_TEXT FOR ANALYSIS_
□ □ □ □
Tuesday, July 04, 2006

Rocket's Red Glare

I had the luxury of small-town American 4ths of July. My little New England town had its fireworks funded by the AmVets organization every year. They were held in a community park on the baseball fields. Each year we would walk through the darkening evening along "The Dike" through the woods. The Dike was a long anti-flood dirt wall that ran through the town along parts of the flood plain. Mostly it ran through what were then fields and woods at the edge of developed property. We were never allowed to go alone on the The Dike, because it was rumored that "hobos lived down there". But on 4th of July, walking with Dad and half the town, it was fine.

Mom would stay home each year with our cocker spaniel, Princess, who would be terrified by the fireworks. Mom would hand us blankets and a bag of goodies as we left, and Dad and I would walk over to my best friend Sandy's house. Sandy would bring her blanket and her bag of treats and off we would go to the fireworks.
□ □ □ □
_SUPPLIED INFORMATION_
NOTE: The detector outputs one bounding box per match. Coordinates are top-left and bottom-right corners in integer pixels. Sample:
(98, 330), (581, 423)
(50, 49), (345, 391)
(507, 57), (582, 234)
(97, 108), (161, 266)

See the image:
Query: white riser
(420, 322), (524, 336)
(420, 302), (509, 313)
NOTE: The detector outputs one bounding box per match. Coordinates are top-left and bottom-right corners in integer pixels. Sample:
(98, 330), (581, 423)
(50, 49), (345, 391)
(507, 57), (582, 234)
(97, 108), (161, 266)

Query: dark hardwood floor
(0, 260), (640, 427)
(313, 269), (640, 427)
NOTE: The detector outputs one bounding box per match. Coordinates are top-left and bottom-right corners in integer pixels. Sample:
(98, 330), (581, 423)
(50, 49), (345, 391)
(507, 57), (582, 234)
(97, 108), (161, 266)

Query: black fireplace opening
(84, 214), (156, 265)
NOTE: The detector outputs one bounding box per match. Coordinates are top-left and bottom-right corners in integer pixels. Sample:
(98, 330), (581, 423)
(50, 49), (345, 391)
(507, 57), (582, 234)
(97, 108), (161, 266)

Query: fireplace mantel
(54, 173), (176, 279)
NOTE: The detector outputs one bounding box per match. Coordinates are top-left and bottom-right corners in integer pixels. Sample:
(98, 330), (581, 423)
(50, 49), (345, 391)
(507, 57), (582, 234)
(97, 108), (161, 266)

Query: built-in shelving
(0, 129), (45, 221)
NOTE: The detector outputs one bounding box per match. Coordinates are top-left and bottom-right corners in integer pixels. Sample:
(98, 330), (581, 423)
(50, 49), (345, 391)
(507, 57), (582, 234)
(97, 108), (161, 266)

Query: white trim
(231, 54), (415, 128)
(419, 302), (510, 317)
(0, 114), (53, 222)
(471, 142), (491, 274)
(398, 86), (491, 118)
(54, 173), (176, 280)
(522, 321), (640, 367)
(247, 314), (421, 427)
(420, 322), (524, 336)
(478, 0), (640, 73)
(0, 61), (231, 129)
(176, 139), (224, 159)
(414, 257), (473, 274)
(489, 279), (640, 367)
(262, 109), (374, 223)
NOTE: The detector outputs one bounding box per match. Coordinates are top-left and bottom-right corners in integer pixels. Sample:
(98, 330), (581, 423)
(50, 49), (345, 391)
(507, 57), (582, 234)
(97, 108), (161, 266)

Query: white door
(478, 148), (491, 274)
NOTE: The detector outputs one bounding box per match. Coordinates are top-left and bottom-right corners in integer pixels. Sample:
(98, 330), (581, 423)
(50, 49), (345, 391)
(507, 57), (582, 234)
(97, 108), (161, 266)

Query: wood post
□ □ □ □
_EXERCISE AIM_
Answer these questions using the Fourth of July text.
(a) Which organization paid for the town's fireworks each year?
(b) What rumor kept the children from going on The Dike alone?
(c) What was the name of the family's cocker spaniel?

_EXERCISE RESULT_
(a) The AmVets organization.
(b) It was rumored that "hobos lived down there."
(c) Princess.